■ Extrait à lire:
Voilà pour moi, définie par l’auteur lui-même, l’impression profonde de la ville de Marrakech sur Canetti et qu’il a choisi d’évoquer par petits récits.

monument

Pour qui arrive dans cette ville, le plus étonnant est la place Djemâa El Fna. Cœur de la vieille ville, écrasée de soleil jusqu’au crépuscule, elle commence alors à frémir et s’emplit de badauds, saltimbanques, bonimenteurs, musiciens, mendiants …. Au fur et à mesure que le jour décline et que la foule arrive, le brouhaha augmente, ponctué de musiques, de cris, d’appels, de voix. L’atmosphère devient électrique, trépidante, et ne se détend que tard dans la nuit. C’est un condensé abrupt des diverses voix de la ville.
place
Canetti préfère isoler quelques unes d’entre elles, tout en leur laissant un peu de la « folie », de la cruauté, du rythme extrême de la place.
J’ai aimé ce livre car, à petites touches et par petits épisodes, s’y concentre toute la couleur de la ville : son côté dramatique, drôle, déconcertant, vivant, épuisant aussi, quelquefois à la limite du supportable ; on y sent la distance qui nous sépare, nous occidentaux, de ses habitants fiers, épiques, mais aussi pudiques, l’impuissance à comprendre totalement une civilisation différente de la nôtre.

portecochere

Reconnaître un pays par ses voix est une tentative originale, d’une profondeur peut-être ignorée : « La répétition du même cri caractérise celui qui le lance. On s’en imprègne, on le connaît, il est désormais présent pour toujours. Il est ainsi, dans un caractère propre, nettement délimité, qui est justement son cri. On ne saura rien d’autre sur lui. Il se protège, le cri est aussi sa frontière ».

■ Données brutes:
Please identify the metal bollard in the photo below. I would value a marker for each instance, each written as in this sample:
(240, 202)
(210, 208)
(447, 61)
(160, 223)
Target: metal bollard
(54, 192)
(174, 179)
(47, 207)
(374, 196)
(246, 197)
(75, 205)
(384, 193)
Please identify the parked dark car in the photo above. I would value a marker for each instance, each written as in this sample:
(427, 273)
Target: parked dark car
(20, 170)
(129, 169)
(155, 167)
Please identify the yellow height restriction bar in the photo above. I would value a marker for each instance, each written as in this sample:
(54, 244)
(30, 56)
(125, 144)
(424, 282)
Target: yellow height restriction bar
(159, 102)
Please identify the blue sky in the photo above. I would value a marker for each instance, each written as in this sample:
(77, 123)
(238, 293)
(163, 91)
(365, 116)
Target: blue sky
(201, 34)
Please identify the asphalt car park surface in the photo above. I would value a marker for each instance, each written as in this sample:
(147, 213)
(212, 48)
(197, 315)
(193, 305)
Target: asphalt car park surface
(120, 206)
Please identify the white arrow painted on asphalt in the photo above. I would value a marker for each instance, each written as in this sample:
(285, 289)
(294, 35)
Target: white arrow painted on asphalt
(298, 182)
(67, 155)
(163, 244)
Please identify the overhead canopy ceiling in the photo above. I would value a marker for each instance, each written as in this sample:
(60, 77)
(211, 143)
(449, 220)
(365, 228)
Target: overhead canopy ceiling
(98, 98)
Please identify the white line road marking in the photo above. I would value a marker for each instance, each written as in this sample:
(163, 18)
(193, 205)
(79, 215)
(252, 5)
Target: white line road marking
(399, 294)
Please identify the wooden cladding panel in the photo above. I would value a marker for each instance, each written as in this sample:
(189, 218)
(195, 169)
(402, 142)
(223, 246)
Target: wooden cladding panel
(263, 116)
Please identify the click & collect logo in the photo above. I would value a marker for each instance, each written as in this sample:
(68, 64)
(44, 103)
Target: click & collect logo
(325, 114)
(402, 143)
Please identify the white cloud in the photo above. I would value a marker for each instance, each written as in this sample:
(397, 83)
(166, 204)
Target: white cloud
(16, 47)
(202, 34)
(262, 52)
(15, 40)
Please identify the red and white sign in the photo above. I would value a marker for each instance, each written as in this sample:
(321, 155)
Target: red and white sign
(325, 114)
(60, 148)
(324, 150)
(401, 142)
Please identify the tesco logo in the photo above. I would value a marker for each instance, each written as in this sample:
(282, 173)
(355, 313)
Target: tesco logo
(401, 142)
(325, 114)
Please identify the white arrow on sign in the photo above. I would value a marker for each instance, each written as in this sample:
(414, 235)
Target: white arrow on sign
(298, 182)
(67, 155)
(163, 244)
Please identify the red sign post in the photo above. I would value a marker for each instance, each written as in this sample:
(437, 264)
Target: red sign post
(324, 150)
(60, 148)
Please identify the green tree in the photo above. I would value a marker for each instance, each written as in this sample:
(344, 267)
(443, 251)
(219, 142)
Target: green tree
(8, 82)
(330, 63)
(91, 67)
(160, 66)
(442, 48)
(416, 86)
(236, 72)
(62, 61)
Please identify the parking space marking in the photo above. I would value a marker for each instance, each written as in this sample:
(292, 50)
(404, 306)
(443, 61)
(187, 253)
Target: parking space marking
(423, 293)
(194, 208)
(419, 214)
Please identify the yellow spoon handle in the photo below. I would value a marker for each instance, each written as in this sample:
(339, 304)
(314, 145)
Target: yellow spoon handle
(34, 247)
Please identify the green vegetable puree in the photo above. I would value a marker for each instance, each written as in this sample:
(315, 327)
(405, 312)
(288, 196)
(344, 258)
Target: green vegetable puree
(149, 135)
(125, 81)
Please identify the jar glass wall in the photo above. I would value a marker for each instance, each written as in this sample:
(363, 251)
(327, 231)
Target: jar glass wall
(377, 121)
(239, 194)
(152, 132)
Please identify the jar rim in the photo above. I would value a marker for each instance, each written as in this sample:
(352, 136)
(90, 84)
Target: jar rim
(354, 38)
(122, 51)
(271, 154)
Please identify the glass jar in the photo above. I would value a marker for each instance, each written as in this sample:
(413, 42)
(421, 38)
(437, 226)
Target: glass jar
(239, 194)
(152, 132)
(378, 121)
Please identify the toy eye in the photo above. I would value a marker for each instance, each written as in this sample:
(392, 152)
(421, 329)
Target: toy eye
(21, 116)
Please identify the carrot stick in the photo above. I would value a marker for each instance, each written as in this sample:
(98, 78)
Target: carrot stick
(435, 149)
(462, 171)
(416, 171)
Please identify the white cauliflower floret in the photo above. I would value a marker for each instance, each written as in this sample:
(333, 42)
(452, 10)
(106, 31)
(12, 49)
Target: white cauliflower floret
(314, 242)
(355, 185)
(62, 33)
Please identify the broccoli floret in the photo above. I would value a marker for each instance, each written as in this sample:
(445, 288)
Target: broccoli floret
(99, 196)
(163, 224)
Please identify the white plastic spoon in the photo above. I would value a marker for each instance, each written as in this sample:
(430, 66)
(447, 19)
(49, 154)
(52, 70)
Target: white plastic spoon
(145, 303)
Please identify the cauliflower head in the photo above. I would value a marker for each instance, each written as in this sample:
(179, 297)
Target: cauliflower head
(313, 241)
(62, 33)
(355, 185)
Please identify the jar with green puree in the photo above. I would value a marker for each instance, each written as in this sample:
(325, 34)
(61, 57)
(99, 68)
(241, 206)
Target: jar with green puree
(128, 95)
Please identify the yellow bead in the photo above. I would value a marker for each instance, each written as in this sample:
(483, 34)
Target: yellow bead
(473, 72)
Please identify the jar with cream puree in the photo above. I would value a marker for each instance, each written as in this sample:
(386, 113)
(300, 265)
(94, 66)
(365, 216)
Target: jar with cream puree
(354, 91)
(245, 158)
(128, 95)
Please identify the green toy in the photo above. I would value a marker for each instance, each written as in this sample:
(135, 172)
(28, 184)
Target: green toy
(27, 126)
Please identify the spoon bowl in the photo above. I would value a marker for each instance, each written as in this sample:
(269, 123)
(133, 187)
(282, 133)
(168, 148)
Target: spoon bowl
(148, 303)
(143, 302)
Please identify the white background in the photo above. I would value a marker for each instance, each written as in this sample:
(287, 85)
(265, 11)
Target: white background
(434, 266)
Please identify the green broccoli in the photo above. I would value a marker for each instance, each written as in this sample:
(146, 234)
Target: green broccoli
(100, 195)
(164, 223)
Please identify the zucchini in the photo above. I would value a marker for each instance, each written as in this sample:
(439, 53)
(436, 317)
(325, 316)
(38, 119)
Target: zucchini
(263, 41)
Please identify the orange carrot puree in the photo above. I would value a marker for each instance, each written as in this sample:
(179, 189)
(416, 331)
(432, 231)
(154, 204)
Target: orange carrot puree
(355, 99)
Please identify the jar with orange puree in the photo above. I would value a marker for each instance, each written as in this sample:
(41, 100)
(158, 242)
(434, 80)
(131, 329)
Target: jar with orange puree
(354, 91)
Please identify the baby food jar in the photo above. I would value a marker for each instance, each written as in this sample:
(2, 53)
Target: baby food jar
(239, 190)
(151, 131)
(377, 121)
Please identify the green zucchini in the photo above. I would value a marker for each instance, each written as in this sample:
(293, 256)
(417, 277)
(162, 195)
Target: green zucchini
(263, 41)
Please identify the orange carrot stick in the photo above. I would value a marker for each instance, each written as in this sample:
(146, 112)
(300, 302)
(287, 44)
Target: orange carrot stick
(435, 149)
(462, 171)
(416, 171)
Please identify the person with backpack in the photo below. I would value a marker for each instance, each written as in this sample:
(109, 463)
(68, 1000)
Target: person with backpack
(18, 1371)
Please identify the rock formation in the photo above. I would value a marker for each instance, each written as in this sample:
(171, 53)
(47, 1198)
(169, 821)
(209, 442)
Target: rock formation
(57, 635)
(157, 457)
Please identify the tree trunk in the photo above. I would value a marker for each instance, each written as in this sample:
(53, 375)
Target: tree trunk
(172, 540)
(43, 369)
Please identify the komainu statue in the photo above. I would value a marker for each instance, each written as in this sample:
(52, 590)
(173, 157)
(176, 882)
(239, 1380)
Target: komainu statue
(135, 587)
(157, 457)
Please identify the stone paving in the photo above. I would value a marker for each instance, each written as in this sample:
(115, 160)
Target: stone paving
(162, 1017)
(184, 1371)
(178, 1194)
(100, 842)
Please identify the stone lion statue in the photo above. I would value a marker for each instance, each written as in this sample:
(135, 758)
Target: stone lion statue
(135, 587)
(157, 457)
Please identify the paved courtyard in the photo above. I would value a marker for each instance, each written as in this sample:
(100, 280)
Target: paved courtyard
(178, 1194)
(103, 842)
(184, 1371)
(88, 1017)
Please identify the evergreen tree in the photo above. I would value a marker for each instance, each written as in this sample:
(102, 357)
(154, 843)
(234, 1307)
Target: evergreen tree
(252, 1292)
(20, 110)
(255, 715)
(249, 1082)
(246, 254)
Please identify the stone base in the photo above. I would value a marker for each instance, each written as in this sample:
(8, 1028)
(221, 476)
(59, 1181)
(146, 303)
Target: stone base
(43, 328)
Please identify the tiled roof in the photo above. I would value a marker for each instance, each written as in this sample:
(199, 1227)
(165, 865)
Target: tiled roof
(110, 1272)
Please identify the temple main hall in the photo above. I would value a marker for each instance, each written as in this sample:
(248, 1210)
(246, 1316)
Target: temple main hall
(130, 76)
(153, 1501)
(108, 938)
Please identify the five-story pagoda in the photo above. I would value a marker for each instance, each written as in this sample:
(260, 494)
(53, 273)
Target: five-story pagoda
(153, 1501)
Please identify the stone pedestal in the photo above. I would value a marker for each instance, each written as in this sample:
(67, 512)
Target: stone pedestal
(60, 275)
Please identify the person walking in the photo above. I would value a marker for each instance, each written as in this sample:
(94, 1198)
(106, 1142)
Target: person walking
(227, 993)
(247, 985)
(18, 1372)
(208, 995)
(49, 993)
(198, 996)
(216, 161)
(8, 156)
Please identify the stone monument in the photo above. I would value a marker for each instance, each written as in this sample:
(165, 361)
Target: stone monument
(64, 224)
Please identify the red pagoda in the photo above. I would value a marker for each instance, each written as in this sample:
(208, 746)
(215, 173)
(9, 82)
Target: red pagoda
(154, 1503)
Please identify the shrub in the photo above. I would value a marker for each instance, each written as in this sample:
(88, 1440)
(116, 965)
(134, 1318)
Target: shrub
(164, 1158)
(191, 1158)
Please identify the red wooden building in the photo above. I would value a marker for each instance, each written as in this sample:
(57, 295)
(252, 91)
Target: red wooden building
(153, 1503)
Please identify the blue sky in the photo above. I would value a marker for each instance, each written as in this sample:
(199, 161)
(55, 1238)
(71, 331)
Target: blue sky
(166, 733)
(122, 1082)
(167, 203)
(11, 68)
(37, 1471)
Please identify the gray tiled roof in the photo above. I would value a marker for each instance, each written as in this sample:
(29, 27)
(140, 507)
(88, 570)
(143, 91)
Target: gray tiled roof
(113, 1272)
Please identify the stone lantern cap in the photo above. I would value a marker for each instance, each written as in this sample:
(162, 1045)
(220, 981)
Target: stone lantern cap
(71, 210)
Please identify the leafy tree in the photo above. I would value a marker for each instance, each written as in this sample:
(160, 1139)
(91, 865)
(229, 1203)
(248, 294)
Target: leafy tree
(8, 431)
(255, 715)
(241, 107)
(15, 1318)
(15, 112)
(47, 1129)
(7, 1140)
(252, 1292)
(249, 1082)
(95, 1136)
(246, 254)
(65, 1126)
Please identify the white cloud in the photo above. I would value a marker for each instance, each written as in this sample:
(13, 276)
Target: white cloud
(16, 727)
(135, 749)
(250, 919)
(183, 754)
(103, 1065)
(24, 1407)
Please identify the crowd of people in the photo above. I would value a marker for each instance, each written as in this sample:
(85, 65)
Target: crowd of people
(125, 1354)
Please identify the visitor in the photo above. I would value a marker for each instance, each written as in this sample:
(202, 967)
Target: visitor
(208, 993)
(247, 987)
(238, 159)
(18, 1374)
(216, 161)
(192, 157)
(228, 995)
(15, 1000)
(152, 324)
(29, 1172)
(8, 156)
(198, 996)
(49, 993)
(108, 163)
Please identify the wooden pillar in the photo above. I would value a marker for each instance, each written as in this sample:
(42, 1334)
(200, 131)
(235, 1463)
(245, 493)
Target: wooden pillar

■ Consignes écrites:
A - Reproduisez fidèlement le passage de l'extrait sur Marrakech en commençant par « Voilà pour moi, définie » et en poursuivant jusqu'à « de la ville. ».
B - Selon l'extrait sur Marrakech, quel lieu est le plus étonnant pour qui arrive dans cette ville ?

■ Réponses par consigne:
A -
Voilà pour moi, définie par l’auteur lui-même, l’impression profonde de la ville de Marrakech sur Canetti et qu’il a choisi d’évoquer par petits récits.

monument

Pour qui arrive dans cette ville, le plus étonnant est la place Djemâa El Fna. Cœur de la vieille ville, écrasée de soleil jusqu’au crépuscule, elle commence alors à frémir et s’emplit de badauds, saltimbanques, bonimenteurs, musiciens, mendiants …. Au fur et à mesure que le jour décline et que la foule arrive, le brouhaha augmente, ponctué de musiques, de cris, d’appels, de voix. L’atmosphère devient électrique, trépidante, et ne se détend que tard dans la nuit. C’est un condensé abrupt des diverses voix de la ville.

B - La place Djemâa El Fna.